Physiotherapist, STOTT PILATES® Instructor Trainer
Founder, Bcube® Pilates & Fitness
Founder of the popular Bcube Pilates & Fitness studio in Osaka, Japan, Wataru Kamiizumi’s list of clients includes everyone from athletes and stage performers to tap dancers and orthopedic outpatients. His studio is also a Merrithew™ Licensed Training Center, and is a nexus for Merrithew training and Instruction in Japan, where Pilates is gaining popularity. But when Wataru first began his Pilates journey, no one in Japan had even heard of it. Wataru not only had to grow his own business, he also had to educate a public that had no idea what his growing business was.
Here is Wataru’s story.
In 2003 Wataru Kamiizumi was running his own physiotherapy practice in Tokyo, Japan when he realized he wanted more. Physiotherapists were a dime a dozen in the capital city, and as an “ordinary PT” in the ranks, Wataru knew he would have to find a competitive edge. He was also growing frustrated with the limitations of his knowledge. “I wanted to be able to give [my clients] advice on how to control the body, how to heal themselves,” he says. “I wanted to find an alternative way of taking care of people.”
Wataru hit the Internet. It was online that he was first introduced to STOTT PILATES®. His original plan was to take his certification courses at the Corporate Training Center in Toronto, Canada, then return to Japan for more medical training. But “STOTT PILATES changed my life entirely,” he says. When he returned to Japan, he knew he wanted to work as a STOTT PILATES Instructor.
But that was easier said than done. Once he had returned home, Wataru once again went online searching for a Pilates studio where he could employ his new knowledge. But he came up with nothing. “There were no Pilates studios,” he says. “People didn’t know what it was.”
Wataru decided to open his own space. He chose a small studio in Osaka Norin Kaikan, an iconic building in central Osaka that also housed a range of unique shops and businesses. “People were open to new things there,” he says. Plus the design of the space pleased his sense of aesthetics. “I’m obsessed with exposed brick walls,” he says. “And it had them.”
“Start small, but have a purpose and a mission. You need to know why you do what you do.”
Although he had found the perfect space, finding clients took more time. “For the first couple of months, I was waiting around in an empty studio,” he says. Wataru relied on word-of-mouth recommendations, and also the location itself. The historical status of the building meant that there was occasional articles in local media that highlighted the businesses there. “After a couple of months, we started getting media coverage because of the building,” he says. Slowly, clients started to trickle in. In about four months, he had a handful of regular clients. In a year, he had so many clients, he had to start scouting for a new location.

▶ [WORK INSTRUCTIONS]: Continue the profile of Wataru Kamiizumi and his Osaka Pilates studio from its last sentence.

▶ [MATERIAL SUPPLIED]:
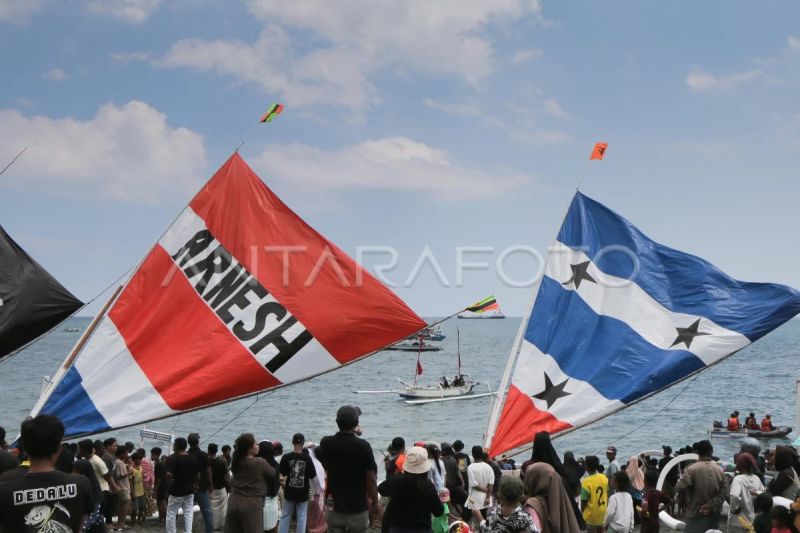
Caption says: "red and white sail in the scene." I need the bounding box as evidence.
[34,153,426,436]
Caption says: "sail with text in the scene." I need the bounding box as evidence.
[34,153,427,437]
[487,189,800,456]
[0,222,83,359]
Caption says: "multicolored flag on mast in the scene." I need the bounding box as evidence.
[259,104,283,124]
[32,152,427,438]
[589,143,608,159]
[0,227,83,359]
[486,193,800,457]
[465,295,500,314]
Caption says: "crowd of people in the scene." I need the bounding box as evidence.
[0,405,800,533]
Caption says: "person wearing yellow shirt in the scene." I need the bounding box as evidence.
[581,455,608,533]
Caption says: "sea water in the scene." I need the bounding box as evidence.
[0,318,800,466]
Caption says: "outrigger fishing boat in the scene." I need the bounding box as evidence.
[708,423,792,439]
[354,329,494,405]
[385,337,442,352]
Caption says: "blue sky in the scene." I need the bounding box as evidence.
[0,0,800,316]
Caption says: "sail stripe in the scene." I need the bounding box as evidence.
[525,277,703,403]
[42,319,174,433]
[190,160,426,363]
[511,341,623,420]
[558,194,800,341]
[42,366,111,435]
[545,243,750,364]
[109,246,280,411]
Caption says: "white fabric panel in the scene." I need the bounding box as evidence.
[159,207,339,383]
[511,339,625,426]
[75,317,176,427]
[545,243,750,365]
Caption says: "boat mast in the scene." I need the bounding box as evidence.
[456,326,461,376]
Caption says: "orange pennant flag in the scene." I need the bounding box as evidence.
[589,143,608,159]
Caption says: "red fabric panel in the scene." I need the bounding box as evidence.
[489,385,572,457]
[109,246,280,410]
[190,153,426,363]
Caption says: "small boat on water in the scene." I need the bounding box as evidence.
[709,426,792,439]
[419,326,446,342]
[397,374,478,400]
[384,338,442,352]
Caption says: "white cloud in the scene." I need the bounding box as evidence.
[252,137,532,198]
[0,0,42,24]
[511,49,542,65]
[0,100,206,203]
[544,98,569,119]
[422,98,481,117]
[42,68,67,81]
[154,0,541,111]
[686,69,761,91]
[111,52,151,64]
[86,0,163,24]
[508,130,572,145]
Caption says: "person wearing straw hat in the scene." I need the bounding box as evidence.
[378,446,444,533]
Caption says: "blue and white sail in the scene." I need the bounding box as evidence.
[487,193,800,456]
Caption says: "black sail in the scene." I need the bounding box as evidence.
[0,227,83,359]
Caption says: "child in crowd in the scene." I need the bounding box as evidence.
[753,492,772,533]
[131,452,147,525]
[431,489,450,533]
[640,468,670,533]
[605,470,633,533]
[481,476,539,533]
[770,505,792,533]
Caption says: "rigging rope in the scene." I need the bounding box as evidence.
[592,372,700,455]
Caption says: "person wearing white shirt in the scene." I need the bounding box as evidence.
[605,471,633,533]
[466,446,494,526]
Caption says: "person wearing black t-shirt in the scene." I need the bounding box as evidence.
[208,442,231,530]
[316,405,378,533]
[186,433,214,533]
[0,415,93,533]
[166,437,200,533]
[278,433,317,533]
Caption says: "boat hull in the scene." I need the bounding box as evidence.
[384,344,442,352]
[397,383,477,400]
[711,426,792,439]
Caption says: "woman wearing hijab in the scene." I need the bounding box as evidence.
[225,433,278,533]
[520,431,564,477]
[728,453,764,533]
[378,446,444,533]
[72,459,107,533]
[525,462,581,533]
[305,442,328,533]
[625,455,644,507]
[767,446,800,501]
[258,440,281,533]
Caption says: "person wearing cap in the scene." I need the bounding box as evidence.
[760,413,775,431]
[603,446,620,496]
[316,405,379,533]
[278,433,317,533]
[379,446,444,533]
[728,453,764,533]
[385,437,406,477]
[675,440,726,533]
[466,446,495,525]
[442,442,467,516]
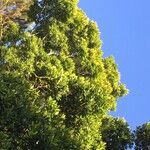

▶ [WRITTEN ANSWER]:
One of the tough lessons to learn was how to treat his passion like the business that it was. Wataru’s studio and practice was born out of a desire to help people, and initially he had a “physiotherapist’s mindset” about his business, helping people for free, without regard for the value of his time or his need to earn money. “At the end of the day, you have to make a living,” he says. “You have to work to get to the place where you want to be.”
Wataru began attending local events, getting to know the neighborhood and his neighbors. He accepted invitations to speak on Pilates and movement at colleges and physical therapy gatherings. Bcube moved to a new, larger location, and Wataru went through the process to make Bcube a Licensed Training Center, which came with some major benefits. “We had the luxury of handpicking our people. Because we are an LTC, we could watch the people who came in for training and find those who fit us,” he says. “It was a huge plus for me.” Currently Bcube employs 16 Pilates Instructors and three Instructor Trainers.
Wataru’s next goal is to build a community around his studio, and to provide a variety of education programs for his clients and for ITs. “I want to empower them to think for themselves,” he says. “I hate to see people stuck in a dogmatic way of thinking.” In the meantime, he’ll continue to expand his business one step at a time. For those who are considering starting their own business, Wataru has one piece of advice. “Start small, but have a purpose and a mission,” he says. “You need to know why you do what you do.”